Stated task a. Rewrite the devotional passage from "The Psalms are" up to and including "Christian Literature Company.", changing "Psalmist" to "Psalm writer".

--- Start of Source ---

7. Your “feelings” don’t sway God’s feelings. (Psalm 5:1-2, 7) Give ear to my words, O Lord; consider my groaning. Give attention to the sound of my cry, my King and my God, for to you do I pray…But I, through the abundance of your steadfast love, will enter your house. I will bow down toward your holy temple in the fear of you.

The Psalms are full of every kind of emotion imaginable to the human heart. They speak of joy and sorrow, anxiety and peace, sorrow and gladness. While mortals express these emotions to the Almighty in prayer, He will still hear and fulfill His promises. Consider what Augustine says of this particular Psalm in his commentary:

The Psalmist well shows what this cry is; how from within, from the chamber of the heart, without the body’s utterance, it reaches unto God: for the bodily voice is heard, but the spiritual is understood. Although this too may be God’s hearing, not with carnal ear, but in the omnipresence of His Majesty

Schaff, P., ed. (1888). Saint Augustin: Expositions on the Book of Psalms (Vol. 8, p. 12). Christian Literature Company.

God heard David when he cried for deliverance. And He will certainly not hide from you when you cry.

8. God was faithful even to those who “blew” it. (Judges 16:20, 28) And he [Samson] awoke from his sleep and said, “I will go out as at other times and shake myself free.” But he did not know that the Lord had left him…Then Samson called to the Lord and said, “O Lord God, please remember me and please strengthen me only this once, O God, that I may be avenged on the Philistines for my two eyes.”

Samson is a man who squandered what God had given him. Reading through the story of Samson in Judges 16-18, we see that he broke every single vow of the Nazarite, one that was supposed to make him holy and set apart to God. While God’s chastisement finally caught up to him, Samson cried out to God in the midst of it and God heard him. Samson is recored in the Hebrews 11 Hall of Faith amongst those who received their due from God by faith. How is it that Samson could be so sinful and God hear him? Because God’s deliverance of His people was not about Samson. It was about God’s promise. God’s promise will never be nullified when you fail. Like Samson, when you cry out to God, He will hear you and deliver you once again.

--- End of Source ---
--- Start of Provided data ---

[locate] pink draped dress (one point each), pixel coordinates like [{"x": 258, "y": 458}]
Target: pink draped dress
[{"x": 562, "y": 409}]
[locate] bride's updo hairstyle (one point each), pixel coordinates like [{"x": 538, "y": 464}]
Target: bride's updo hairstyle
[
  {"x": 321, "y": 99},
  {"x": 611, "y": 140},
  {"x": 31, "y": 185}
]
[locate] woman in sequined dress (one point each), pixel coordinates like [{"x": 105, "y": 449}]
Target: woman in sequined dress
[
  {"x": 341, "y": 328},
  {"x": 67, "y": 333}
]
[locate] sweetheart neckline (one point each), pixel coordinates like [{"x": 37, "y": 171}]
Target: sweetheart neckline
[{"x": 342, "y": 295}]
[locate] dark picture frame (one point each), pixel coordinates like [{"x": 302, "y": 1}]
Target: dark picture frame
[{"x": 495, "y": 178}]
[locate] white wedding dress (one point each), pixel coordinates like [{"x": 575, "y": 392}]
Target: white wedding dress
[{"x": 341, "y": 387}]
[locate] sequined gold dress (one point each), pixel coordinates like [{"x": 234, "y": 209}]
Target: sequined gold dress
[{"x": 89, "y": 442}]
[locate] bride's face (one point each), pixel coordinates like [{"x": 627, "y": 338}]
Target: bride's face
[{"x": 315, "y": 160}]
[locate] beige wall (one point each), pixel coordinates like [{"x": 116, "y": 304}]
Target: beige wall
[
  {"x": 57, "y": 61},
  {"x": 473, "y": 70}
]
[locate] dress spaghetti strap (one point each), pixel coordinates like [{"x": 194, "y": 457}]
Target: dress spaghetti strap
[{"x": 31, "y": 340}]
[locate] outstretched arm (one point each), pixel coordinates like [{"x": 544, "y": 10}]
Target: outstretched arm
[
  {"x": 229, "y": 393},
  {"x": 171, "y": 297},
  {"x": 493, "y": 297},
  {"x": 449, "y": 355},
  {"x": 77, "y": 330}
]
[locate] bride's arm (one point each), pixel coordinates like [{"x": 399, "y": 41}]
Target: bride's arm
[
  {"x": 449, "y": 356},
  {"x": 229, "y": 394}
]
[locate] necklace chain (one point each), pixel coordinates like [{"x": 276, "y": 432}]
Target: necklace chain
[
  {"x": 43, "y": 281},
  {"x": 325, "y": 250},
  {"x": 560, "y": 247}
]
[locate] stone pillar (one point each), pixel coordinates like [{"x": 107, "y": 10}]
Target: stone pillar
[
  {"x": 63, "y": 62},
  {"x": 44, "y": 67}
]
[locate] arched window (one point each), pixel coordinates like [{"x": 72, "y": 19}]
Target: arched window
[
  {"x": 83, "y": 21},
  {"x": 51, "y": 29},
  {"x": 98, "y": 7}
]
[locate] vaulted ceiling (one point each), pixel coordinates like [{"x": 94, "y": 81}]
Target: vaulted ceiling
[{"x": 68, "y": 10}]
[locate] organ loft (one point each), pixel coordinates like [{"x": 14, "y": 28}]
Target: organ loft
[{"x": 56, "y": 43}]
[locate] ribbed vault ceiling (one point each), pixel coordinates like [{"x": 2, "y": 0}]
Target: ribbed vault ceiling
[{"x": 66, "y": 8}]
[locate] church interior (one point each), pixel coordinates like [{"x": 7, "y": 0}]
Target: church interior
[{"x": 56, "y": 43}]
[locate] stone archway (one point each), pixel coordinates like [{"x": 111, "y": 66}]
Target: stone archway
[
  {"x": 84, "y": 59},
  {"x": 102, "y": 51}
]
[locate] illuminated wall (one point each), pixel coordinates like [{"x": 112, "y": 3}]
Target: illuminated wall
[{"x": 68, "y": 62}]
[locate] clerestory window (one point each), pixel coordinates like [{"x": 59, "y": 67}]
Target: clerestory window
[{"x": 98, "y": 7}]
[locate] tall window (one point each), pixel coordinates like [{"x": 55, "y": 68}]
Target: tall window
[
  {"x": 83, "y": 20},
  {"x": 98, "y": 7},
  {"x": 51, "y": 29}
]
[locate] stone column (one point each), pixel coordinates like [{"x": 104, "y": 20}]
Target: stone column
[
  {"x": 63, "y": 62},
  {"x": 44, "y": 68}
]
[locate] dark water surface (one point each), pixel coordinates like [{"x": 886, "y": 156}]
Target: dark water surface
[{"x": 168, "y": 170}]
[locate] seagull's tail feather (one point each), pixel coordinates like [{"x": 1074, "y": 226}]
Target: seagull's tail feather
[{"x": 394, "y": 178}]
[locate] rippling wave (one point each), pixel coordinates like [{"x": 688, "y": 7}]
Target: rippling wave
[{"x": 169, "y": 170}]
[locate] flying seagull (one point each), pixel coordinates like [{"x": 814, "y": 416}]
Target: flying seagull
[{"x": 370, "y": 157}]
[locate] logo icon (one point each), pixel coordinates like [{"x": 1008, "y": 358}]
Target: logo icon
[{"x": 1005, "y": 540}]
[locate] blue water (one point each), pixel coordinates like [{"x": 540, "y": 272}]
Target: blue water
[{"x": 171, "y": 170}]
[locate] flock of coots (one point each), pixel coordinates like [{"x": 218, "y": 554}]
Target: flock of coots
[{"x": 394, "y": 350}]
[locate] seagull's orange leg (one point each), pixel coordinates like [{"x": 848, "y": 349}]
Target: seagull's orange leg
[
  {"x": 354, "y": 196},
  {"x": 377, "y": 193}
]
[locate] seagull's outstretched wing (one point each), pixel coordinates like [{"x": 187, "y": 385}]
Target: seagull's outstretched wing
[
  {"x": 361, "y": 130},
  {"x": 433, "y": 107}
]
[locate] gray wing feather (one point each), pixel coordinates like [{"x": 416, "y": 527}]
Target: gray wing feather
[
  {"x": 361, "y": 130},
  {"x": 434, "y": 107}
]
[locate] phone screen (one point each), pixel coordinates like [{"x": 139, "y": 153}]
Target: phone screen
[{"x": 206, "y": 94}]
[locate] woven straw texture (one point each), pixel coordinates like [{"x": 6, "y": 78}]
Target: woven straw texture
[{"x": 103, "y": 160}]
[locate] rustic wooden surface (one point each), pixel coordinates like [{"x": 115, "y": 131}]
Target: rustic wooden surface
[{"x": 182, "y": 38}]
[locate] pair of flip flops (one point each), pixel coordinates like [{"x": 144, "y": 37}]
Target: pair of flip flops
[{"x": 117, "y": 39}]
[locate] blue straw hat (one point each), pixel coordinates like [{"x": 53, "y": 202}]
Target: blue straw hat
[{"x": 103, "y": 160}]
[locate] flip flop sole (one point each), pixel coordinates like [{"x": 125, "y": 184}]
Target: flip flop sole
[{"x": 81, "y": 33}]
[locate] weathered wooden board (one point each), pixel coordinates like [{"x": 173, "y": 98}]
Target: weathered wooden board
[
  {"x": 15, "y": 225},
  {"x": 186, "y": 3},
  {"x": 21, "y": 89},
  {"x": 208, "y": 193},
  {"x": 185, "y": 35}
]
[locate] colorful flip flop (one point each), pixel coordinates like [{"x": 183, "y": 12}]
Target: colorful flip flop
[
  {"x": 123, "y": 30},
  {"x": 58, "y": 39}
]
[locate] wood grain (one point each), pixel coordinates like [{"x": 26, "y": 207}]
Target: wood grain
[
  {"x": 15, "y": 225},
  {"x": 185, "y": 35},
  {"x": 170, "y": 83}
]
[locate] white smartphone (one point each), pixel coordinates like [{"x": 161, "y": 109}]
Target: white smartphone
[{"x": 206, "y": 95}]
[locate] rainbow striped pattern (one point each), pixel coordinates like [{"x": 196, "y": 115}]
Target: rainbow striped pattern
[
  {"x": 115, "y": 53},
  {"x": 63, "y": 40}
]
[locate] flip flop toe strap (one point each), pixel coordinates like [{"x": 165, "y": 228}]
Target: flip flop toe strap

--- End of Provided data ---

Stated task b. Reproduce the records word for word, from the line with "[locate] white smartphone" up to and including the final line of the records.

Complete response a.
The Psalms are full of every kind of emotion imaginable to the human heart. They speak of joy and sorrow, anxiety and peace, sorrow and gladness. While mortals express these emotions to the Almighty in prayer, He will still hear and fulfill His promises. Consider what Augustine says of this particular Psalm in his commentary:

The Psalm writer well shows what this cry is; how from within, from the chamber of the heart, without the body’s utterance, it reaches unto God: for the bodily voice is heard, but the spiritual is understood. Although this too may be God’s hearing, not with carnal ear, but in the omnipresence of His Majesty

Schaff, P., ed. (1888). Saint Augustin: Expositions on the Book of Psalms (Vol. 8, p. 12). Christian Literature Company.

Complete response b.
[locate] white smartphone (one point each), pixel coordinates like [{"x": 161, "y": 109}]
Target: white smartphone
[{"x": 206, "y": 95}]
[locate] rainbow striped pattern (one point each), pixel coordinates like [{"x": 196, "y": 115}]
Target: rainbow striped pattern
[
  {"x": 115, "y": 53},
  {"x": 63, "y": 40}
]
[locate] flip flop toe strap (one point each), pixel coordinates like [{"x": 165, "y": 228}]
Target: flip flop toe strap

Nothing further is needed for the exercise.